* Start Given records *

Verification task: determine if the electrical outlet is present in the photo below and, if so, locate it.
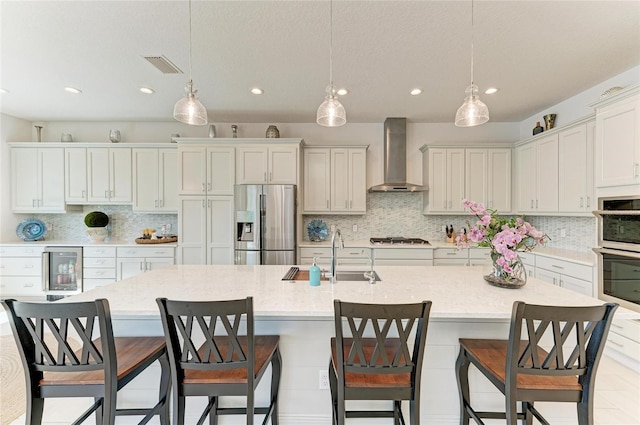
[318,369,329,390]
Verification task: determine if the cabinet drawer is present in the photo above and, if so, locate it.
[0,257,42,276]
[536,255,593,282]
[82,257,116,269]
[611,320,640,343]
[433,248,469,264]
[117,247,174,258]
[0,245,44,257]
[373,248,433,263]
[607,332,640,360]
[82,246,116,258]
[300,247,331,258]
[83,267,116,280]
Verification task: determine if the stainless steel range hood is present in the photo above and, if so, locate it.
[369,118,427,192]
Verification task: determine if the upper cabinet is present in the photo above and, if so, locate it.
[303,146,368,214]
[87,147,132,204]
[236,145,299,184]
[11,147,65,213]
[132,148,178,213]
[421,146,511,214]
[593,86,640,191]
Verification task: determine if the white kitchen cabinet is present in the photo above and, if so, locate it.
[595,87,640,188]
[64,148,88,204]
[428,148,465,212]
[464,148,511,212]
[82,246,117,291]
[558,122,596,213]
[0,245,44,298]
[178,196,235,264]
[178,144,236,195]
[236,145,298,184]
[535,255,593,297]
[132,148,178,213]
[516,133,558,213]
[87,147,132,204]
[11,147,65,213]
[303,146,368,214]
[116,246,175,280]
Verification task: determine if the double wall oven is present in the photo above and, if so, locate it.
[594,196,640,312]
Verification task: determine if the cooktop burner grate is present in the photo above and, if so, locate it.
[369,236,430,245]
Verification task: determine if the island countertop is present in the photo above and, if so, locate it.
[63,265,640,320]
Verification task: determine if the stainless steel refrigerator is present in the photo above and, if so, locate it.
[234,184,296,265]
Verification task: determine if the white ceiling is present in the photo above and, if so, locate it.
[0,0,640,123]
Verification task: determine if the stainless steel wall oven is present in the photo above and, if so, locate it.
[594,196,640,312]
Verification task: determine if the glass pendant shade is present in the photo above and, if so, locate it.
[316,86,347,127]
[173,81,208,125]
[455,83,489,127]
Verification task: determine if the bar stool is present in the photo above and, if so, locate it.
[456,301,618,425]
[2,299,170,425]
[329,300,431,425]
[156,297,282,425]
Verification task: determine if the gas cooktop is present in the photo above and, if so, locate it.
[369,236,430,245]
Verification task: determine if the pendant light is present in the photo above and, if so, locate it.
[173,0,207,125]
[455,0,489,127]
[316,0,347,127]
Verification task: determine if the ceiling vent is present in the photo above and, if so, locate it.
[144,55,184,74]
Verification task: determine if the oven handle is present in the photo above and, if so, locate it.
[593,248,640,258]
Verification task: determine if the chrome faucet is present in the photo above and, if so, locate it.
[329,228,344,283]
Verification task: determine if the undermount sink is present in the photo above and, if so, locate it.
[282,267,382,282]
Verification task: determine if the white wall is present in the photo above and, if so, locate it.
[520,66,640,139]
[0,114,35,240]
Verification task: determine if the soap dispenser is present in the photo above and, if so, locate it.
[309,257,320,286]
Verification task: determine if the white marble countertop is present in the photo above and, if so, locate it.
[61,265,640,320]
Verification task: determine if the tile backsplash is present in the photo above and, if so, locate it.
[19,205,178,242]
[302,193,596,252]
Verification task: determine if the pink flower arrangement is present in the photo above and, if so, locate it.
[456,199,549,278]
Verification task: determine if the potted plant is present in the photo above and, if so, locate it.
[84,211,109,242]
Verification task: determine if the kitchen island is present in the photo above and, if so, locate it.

* End Given records *

### The request
Render every line of the data above as a numbered list, skipping blank lines and omitting the pictures.

### Answer to this exercise
1. Verification task: determine if the electrical outlet is present in the photo below and, if so, locate it.
2. [318,369,329,390]
3. Verification task: determine if the cabinet drawer is present in the photo above and, if so, locate it.
4. [0,257,42,276]
5. [536,255,593,282]
6. [82,257,116,269]
7. [611,320,640,343]
8. [433,248,469,264]
9. [117,247,174,258]
10. [0,245,44,257]
11. [373,248,433,263]
12. [607,332,640,360]
13. [82,246,116,258]
14. [300,247,331,258]
15. [83,267,116,280]
16. Verification task: determine if the stainless steel range hood is present in the photo above and, if so, locate it.
17. [369,118,427,192]
18. Verification task: determine if the upper cabinet is present in the photo above and, if so, locate it.
19. [303,146,368,214]
20. [87,147,132,204]
21. [236,145,299,184]
22. [11,147,65,213]
23. [132,148,178,213]
24. [421,146,511,214]
25. [593,86,640,191]
26. Verification task: determine if the white kitchen cabinet is present in the photo above and, if so, locate it.
27. [595,87,640,188]
28. [64,148,88,204]
29. [428,148,465,212]
30. [464,148,511,212]
31. [82,246,117,291]
32. [558,122,596,213]
33. [0,245,44,298]
34. [178,196,235,264]
35. [178,144,236,195]
36. [236,145,298,184]
37. [535,255,593,297]
38. [132,148,178,213]
39. [516,133,558,213]
40. [87,147,132,204]
41. [11,147,65,213]
42. [303,146,368,214]
43. [116,246,175,280]
44. Verification task: determine if the double wall oven is present in the photo above and, if so, locate it.
45. [594,196,640,312]
46. Verification task: determine if the cooktop burner grate is present in the photo above and, if so, locate it.
47. [369,236,430,245]
48. Verification task: determine if the island countertop is present in the photo above and, if so, locate it.
49. [63,265,640,320]
50. Verification task: determine if the stainless steel refrigerator is present in the photo above and, if so, locate it.
51. [234,184,296,265]
52. Verification task: determine if the white ceiling is present in the photo above and, if so, locate it.
53. [0,0,640,123]
54. Verification task: determine if the stainless steel wall oven is present in the photo above and, if so, locate it.
55. [594,196,640,312]
56. Verification task: determine if the glass pendant shade is present in the photo above and, if so, locate it.
57. [316,86,347,127]
58. [173,81,208,125]
59. [455,83,489,127]
60. Verification task: determine if the bar stool is present in the photo above and, if so, locate it.
61. [456,301,618,425]
62. [2,299,170,425]
63. [329,300,431,425]
64. [156,297,282,425]
65. Verification task: determine if the gas cooktop is present in the photo above and, if so, locate it.
66. [369,236,430,245]
67. Verification task: determine if the pendant light is present in the photo above and, if so, locate it.
68. [173,0,207,125]
69. [455,0,489,127]
70. [316,0,347,127]
71. Verification task: determine if the ceiling vent is present in the photo above and, if so, locate it.
72. [144,55,184,74]
73. Verification task: determine if the oven handle is present in the photo above and, if so, locate it.
74. [593,248,640,258]
75. Verification task: determine if the chrome faucet is present in the photo above and, if so, locate it.
76. [329,228,344,283]
77. Verification task: determine if the undermount sink is present in the photo above and, if so, locate it.
78. [282,267,382,282]
79. Verification task: determine if the white wall is present in the photo above and, if so, locate it.
80. [520,66,640,139]
81. [0,114,35,240]
82. Verification task: determine if the soap dispenser is present in the photo above and, if so, locate it.
83. [309,257,320,286]
84. Verification task: determine if the white marble countertop is present in the photo above and, if so, locate it.
85. [61,265,640,320]
86. Verification task: determine if the tile backsplash is present in the photo above and, if so, locate it.
87. [19,205,178,242]
88. [302,193,596,252]
89. Verification task: determine if the pink flower arrangement is present in the photo above and, if so, locate it.
90. [456,199,549,278]
91. Verification task: determine if the potted plant is present in the photo above and, if so, locate it.
92. [84,211,109,242]
93. Verification task: determine if the kitchen island is present in the photo above and, if so, locate it.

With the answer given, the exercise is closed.